For the second layer, three qubits are used. The function that will map our data into a quantum state is represented in Fig. 4. The parameterization used will also be given by $U(\pmb {\theta })$, Eq. 7. For the measurements, we use Eq. (9) with $H_{i}$ defined in Eq. (11). In this case, the last two qubits will be used.

4.1.2 Model 2

The second model will be built using three layers. The first and third being classical layers, with a quantum second layer. In Eq. (3), we defined the classical layer that we will use. This consists of an operation that takes an input $\pmb {x}$ of size n into an output $\pmb {y}$ of size m, as illustrated in Fig. 5. In this study, as we will work with data from the dataset MNIST, which consists of images of dimension $28\times 28$, the input of the first layer has size $n=784$. The output data are encoded in the quantum layer using the parameterization model presented in Fig. 4, that is, for each qubit, a value is encoded. Then, the output of the first layer is equal in size to the number of qubits used in the quantum layer. For nonlinearity, the hyperbolic tangent function will be used.

The second layer, which is a quantum layer, is represented in Fig. 6. In this layer, we use four qubits. Its parameterization will be given by $U(\pmb {\theta })$, Eq. (7), with each $U_{i}$ represented in Fig. 3. For measurements, we use Eq. (9) with the Hermitian operator defined in Eq. (11), with all qubits measured individually. The output of this quantum layer is used as input to a third layer, which is a classical layer, just like the first layer, with the difference being its size. The input of this third layer have dimension equal to the number of qubits used in the quantum layer and output $m=2$.

- Information shown -
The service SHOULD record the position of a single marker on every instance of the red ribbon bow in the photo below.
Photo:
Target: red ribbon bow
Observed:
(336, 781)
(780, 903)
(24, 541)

--

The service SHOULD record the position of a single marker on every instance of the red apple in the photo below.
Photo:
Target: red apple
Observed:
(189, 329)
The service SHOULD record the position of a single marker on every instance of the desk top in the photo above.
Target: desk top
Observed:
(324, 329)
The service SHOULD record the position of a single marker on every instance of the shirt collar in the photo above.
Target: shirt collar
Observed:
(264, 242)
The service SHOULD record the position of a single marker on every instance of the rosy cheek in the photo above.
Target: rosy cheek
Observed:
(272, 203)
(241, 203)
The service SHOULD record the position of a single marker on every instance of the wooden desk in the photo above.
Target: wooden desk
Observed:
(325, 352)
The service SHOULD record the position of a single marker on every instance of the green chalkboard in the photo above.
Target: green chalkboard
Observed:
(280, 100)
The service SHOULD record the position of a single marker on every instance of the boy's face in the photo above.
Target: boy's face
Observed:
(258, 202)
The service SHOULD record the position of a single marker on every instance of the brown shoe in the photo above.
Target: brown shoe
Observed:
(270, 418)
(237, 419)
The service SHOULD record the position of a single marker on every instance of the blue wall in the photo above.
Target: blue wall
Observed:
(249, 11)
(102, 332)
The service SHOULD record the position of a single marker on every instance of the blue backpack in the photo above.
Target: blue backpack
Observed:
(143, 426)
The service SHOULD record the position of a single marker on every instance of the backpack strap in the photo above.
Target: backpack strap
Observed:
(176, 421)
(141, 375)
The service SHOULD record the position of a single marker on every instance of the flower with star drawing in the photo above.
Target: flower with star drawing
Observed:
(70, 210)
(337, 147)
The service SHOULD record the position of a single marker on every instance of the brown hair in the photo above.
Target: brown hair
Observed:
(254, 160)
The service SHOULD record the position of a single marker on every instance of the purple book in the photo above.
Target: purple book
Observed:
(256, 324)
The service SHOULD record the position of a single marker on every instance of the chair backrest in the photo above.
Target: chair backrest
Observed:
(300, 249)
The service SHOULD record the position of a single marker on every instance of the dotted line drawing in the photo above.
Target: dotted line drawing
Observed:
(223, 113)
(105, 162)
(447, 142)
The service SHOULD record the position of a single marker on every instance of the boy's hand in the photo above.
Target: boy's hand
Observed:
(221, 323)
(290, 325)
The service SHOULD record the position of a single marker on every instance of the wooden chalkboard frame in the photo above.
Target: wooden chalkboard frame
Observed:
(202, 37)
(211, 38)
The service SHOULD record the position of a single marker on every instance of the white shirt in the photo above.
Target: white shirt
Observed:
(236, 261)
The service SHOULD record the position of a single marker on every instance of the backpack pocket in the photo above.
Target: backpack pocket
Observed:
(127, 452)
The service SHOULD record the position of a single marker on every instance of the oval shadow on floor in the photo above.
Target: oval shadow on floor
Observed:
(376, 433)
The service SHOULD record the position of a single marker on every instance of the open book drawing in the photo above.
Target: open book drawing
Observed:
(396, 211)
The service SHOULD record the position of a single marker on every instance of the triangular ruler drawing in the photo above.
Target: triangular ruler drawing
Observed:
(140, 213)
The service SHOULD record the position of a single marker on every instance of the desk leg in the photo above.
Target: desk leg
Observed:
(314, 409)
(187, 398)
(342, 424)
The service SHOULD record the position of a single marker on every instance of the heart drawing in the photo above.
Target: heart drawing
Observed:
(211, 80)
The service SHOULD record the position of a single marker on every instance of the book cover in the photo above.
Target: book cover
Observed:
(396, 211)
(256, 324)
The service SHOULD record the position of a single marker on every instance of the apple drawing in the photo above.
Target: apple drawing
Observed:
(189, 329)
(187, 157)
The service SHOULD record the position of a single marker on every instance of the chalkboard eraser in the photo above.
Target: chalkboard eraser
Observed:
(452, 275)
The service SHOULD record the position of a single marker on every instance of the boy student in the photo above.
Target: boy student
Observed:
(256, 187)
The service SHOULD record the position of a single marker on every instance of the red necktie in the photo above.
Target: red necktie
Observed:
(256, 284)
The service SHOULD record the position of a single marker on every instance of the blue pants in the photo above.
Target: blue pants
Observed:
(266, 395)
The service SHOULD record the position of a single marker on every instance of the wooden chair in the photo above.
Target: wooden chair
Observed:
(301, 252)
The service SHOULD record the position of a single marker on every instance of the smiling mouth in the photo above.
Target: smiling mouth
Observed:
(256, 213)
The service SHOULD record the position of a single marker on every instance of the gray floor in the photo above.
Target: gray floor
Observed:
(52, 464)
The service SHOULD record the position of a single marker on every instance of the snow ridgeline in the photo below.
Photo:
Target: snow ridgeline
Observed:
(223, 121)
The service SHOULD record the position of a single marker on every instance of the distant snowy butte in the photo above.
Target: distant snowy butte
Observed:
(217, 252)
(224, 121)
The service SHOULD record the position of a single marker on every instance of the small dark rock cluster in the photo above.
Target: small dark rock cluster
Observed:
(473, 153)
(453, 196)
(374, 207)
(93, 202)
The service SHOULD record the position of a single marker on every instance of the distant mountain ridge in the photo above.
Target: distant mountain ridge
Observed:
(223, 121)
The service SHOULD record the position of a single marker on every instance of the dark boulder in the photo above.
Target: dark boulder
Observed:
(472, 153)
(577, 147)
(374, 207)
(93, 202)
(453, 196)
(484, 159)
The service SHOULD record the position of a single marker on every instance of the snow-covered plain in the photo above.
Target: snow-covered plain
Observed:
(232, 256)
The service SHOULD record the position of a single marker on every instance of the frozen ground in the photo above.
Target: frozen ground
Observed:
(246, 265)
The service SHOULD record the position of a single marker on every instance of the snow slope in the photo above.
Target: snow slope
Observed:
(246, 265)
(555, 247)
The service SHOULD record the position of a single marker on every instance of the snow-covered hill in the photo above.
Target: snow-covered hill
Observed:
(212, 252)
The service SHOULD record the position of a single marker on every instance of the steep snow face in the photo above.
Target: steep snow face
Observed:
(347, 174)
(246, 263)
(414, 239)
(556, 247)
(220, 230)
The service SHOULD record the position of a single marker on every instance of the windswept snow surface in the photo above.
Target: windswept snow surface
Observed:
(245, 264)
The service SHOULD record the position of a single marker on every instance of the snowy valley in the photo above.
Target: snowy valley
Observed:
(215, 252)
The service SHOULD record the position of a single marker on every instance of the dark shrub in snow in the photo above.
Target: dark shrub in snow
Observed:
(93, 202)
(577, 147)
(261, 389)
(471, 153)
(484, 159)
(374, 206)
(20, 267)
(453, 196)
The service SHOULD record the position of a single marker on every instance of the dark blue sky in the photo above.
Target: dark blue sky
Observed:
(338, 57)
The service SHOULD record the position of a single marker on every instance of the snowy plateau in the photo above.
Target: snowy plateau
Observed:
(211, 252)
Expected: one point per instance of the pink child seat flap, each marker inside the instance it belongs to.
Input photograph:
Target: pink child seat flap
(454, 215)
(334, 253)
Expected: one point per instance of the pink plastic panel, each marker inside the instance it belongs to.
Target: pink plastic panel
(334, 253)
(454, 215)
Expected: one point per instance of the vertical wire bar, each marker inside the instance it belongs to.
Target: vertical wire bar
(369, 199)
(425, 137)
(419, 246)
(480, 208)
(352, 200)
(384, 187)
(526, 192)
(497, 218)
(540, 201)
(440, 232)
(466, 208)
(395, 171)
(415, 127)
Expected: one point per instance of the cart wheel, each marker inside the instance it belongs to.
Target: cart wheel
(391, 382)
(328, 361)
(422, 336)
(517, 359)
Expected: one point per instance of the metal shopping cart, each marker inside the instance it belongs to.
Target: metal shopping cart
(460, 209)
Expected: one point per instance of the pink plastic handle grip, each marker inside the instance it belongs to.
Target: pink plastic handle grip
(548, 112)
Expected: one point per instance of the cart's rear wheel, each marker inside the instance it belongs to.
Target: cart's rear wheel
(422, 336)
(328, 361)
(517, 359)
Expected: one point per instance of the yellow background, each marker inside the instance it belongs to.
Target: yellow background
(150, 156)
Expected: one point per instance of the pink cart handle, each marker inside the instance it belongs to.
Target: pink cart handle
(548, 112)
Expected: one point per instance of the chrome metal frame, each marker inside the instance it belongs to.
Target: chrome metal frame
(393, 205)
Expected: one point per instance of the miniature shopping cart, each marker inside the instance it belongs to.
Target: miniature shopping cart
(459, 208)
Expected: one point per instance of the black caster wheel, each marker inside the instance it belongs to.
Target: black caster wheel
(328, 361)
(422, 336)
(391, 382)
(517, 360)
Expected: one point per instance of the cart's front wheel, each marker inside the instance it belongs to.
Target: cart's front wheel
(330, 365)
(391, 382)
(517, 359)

...

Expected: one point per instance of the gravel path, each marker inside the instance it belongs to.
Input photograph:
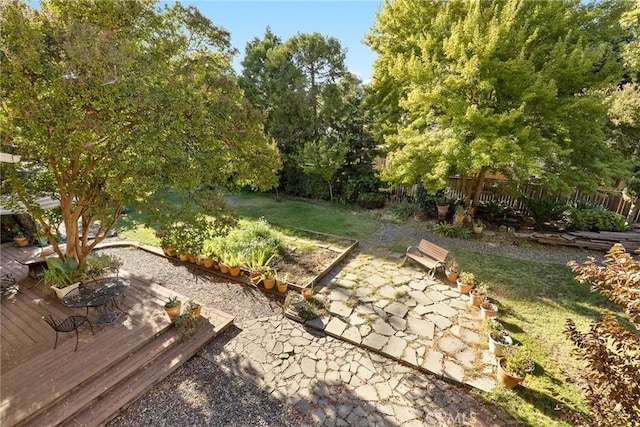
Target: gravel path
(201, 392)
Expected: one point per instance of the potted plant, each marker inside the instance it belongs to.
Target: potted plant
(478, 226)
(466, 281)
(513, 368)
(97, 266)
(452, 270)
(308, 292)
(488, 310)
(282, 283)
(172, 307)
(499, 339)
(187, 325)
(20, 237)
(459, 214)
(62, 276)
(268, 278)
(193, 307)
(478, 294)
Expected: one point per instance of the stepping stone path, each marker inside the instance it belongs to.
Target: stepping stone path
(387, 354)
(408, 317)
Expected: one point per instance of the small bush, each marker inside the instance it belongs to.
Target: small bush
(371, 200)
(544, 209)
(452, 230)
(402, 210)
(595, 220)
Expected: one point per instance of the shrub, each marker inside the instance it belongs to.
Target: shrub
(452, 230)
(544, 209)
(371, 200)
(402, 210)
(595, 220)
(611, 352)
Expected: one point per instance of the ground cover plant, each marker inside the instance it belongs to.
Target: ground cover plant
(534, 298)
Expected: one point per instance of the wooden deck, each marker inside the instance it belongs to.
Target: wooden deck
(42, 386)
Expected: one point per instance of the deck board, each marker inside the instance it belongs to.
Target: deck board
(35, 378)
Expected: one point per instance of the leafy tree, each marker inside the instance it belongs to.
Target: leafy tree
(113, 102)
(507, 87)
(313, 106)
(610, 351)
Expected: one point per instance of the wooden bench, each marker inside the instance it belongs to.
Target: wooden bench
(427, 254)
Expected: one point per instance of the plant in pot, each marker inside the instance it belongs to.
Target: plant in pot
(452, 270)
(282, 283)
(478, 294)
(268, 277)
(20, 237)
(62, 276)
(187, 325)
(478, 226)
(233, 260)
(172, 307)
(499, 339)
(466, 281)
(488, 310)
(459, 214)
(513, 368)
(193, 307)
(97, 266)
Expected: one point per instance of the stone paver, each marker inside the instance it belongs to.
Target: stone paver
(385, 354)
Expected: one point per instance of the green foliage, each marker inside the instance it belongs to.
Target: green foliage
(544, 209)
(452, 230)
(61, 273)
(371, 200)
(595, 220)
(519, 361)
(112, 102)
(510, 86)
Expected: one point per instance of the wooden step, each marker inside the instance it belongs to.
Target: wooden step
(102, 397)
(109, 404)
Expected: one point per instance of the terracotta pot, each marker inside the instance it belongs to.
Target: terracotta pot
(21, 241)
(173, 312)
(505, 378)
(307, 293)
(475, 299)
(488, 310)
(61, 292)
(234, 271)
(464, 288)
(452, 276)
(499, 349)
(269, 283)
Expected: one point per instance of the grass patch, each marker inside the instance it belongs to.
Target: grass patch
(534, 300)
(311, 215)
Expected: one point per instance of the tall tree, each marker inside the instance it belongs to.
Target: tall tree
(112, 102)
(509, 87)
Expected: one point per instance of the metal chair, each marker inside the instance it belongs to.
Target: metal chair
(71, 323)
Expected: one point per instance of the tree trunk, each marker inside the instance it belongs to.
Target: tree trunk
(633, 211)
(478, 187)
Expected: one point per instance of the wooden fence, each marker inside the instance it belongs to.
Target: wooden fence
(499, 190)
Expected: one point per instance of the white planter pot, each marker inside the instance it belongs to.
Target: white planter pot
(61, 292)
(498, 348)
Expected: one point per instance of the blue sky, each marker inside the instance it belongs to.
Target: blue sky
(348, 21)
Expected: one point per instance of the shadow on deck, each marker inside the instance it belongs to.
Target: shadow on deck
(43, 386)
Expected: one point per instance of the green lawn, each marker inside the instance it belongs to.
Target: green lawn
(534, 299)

- Complete the following -
1. According to the description of the quantum models, what function provides nonlinearity in Model 2?
2. Count the lines of the records that contain the string "wire", treating uppercase and lowercase as different, and give only the number.

- Responses -
1. The hyperbolic tangent function.

2. 2